WORK INSTRUCTION: Below are the records; give again exactly the lines that run from the one with "For this dataset, tag each instance of the coach" through the last line.

-- RECORDS PROVIDED follows --

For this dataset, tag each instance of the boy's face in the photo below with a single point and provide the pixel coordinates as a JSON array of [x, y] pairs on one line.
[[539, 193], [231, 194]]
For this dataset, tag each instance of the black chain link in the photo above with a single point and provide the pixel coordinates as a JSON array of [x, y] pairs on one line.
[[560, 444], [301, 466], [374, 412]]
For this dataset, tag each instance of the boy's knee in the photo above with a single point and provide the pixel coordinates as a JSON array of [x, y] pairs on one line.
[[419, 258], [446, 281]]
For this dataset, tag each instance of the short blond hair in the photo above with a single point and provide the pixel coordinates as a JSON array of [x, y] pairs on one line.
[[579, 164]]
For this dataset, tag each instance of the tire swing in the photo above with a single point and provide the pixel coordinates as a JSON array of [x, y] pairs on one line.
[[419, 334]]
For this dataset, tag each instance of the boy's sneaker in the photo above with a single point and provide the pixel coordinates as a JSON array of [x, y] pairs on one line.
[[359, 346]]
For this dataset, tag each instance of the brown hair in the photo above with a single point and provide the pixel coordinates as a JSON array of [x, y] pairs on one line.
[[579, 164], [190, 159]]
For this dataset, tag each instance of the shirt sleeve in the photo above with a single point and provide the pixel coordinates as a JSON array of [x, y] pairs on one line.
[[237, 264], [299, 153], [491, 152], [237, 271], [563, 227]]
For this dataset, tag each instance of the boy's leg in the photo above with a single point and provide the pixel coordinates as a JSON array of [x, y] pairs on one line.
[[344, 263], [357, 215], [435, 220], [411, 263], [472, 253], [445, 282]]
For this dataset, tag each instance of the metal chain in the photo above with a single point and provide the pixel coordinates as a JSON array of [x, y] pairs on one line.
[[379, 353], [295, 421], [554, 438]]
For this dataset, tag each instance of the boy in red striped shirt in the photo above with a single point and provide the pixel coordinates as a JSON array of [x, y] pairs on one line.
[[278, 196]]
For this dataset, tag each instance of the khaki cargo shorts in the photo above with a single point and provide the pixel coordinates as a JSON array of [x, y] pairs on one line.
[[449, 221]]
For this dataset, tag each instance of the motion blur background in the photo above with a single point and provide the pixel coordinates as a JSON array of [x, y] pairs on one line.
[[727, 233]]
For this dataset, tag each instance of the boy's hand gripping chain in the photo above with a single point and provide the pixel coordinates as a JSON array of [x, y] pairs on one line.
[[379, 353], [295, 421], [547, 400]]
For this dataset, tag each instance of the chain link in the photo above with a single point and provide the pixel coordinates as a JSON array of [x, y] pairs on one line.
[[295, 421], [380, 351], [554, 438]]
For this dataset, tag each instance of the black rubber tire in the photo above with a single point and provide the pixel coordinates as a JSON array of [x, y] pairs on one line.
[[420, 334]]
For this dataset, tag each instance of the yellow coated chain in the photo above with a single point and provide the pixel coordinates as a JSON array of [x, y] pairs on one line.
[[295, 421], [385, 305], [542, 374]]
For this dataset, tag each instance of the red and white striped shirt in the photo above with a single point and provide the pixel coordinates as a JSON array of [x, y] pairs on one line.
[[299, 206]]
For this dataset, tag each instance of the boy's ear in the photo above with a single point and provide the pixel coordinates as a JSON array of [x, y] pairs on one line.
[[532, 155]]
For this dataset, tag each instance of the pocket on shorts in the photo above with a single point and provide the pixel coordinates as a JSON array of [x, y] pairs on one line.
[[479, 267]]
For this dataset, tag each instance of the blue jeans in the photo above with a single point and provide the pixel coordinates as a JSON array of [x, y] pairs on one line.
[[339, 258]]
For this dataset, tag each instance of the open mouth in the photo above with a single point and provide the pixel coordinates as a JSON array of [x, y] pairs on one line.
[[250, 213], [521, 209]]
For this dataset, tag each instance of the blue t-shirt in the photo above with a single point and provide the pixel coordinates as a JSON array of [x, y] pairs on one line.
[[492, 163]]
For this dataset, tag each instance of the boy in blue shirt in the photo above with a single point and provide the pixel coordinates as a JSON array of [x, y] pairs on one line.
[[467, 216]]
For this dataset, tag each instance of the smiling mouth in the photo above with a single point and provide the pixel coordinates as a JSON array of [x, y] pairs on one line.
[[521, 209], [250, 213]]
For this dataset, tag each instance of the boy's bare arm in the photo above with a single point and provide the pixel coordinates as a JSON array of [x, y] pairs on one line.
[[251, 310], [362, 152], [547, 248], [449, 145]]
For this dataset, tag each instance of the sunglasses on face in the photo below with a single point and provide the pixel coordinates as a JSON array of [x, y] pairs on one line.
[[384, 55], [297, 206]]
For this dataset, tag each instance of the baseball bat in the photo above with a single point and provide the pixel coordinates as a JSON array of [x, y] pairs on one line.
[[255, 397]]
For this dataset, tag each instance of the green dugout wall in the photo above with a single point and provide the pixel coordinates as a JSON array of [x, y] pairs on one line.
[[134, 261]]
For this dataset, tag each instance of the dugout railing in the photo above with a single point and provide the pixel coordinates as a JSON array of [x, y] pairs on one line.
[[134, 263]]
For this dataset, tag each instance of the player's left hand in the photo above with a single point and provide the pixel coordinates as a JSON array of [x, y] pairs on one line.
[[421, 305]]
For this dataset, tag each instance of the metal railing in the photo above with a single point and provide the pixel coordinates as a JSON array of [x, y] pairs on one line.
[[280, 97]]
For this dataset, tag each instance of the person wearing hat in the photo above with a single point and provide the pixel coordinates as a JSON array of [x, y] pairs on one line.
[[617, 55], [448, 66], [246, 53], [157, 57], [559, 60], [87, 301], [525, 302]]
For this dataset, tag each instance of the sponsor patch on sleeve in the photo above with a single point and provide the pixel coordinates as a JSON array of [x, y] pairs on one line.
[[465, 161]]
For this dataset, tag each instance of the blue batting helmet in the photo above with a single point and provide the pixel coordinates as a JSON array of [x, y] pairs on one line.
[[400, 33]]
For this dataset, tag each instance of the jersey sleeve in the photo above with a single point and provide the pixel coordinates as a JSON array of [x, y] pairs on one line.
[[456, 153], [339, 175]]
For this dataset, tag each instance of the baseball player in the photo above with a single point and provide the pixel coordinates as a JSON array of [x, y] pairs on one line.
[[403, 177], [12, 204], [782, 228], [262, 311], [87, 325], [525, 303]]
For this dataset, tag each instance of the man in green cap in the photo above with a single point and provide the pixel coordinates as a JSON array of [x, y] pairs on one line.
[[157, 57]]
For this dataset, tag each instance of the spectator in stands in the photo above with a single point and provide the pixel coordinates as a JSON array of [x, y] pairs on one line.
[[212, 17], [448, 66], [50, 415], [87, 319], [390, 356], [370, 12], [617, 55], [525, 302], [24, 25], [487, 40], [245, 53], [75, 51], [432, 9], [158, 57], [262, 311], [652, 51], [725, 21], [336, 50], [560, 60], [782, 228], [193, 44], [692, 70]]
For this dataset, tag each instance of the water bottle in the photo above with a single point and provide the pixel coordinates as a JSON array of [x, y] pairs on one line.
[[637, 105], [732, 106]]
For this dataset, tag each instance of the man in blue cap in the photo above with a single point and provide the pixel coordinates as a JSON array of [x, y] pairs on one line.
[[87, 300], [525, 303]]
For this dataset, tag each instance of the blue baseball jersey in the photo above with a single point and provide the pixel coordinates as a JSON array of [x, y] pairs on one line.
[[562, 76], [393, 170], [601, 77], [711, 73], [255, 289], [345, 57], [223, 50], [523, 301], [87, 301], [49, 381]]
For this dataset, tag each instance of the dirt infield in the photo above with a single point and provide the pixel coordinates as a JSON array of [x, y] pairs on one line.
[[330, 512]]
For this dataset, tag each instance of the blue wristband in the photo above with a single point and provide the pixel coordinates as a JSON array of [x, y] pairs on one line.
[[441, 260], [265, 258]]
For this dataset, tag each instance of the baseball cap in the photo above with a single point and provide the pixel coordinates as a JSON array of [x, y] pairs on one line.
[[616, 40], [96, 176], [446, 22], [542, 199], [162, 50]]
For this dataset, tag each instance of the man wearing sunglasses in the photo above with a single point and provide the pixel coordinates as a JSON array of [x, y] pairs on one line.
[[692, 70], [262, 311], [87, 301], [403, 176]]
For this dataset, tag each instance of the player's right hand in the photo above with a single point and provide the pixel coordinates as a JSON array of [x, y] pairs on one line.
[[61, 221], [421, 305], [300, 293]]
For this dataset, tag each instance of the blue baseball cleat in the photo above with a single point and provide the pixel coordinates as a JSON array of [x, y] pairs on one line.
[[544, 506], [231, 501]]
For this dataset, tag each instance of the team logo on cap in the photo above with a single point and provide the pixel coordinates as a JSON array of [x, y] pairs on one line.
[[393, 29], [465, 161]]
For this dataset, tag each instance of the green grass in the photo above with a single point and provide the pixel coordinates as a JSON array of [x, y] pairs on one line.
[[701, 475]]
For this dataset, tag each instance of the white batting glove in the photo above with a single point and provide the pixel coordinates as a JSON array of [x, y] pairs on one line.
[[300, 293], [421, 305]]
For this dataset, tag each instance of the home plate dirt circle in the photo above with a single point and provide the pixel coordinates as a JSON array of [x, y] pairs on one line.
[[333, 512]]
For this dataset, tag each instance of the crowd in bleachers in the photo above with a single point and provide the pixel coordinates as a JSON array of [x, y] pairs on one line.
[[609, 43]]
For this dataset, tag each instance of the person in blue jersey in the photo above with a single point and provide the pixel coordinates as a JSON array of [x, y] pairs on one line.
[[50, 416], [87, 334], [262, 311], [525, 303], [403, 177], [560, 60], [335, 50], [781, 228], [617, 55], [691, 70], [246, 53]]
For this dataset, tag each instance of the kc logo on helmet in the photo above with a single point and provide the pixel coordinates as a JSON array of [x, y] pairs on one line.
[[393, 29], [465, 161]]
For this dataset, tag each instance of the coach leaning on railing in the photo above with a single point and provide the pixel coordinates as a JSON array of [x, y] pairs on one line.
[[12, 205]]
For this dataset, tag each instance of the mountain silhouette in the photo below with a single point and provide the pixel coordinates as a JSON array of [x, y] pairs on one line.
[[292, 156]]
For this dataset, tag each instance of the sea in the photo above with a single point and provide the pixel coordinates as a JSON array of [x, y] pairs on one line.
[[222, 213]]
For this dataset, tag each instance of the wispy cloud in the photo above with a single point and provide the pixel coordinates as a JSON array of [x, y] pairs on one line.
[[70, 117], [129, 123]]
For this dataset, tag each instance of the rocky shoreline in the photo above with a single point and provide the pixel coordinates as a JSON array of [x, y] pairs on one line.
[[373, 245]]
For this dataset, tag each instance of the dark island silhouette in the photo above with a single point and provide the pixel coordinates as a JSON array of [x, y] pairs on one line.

-- RECORDS PROVIDED concluded --

PROBLEM SOLUTION:
For this dataset, tag each instance of the coach leaning on railing in the photo above with a single point and provide the pixel coordinates as a JSON array of [x, y] pairs on one line.
[[12, 205]]
For this dataset, tag each instance of the mountain silhouette in the photo below with a single point and provide the pixel coordinates as a JSON array of [x, y] pairs on one line.
[[292, 156]]
For this dataset, tag each instance of the sea in the photo above with a single point and provide the pixel coordinates as a JSON array of [x, y] pairs on one line.
[[222, 213]]
For this dataset, tag each instance of the wispy cloud in the photo above with a single point and provide the pixel coordinates as a JSON array of [x, y] pairs on one line.
[[70, 117], [129, 123]]
For this dataset, tag each instance of the rocky shoreline in the photo above with a single point and provide the pixel coordinates as a JSON array of [x, y] pairs on one line.
[[373, 245]]
For this dataset, tag each instance of the dark island silhouette in the photo above with a single point and provide the pixel coordinates as a JSON array of [x, y] pairs on one line.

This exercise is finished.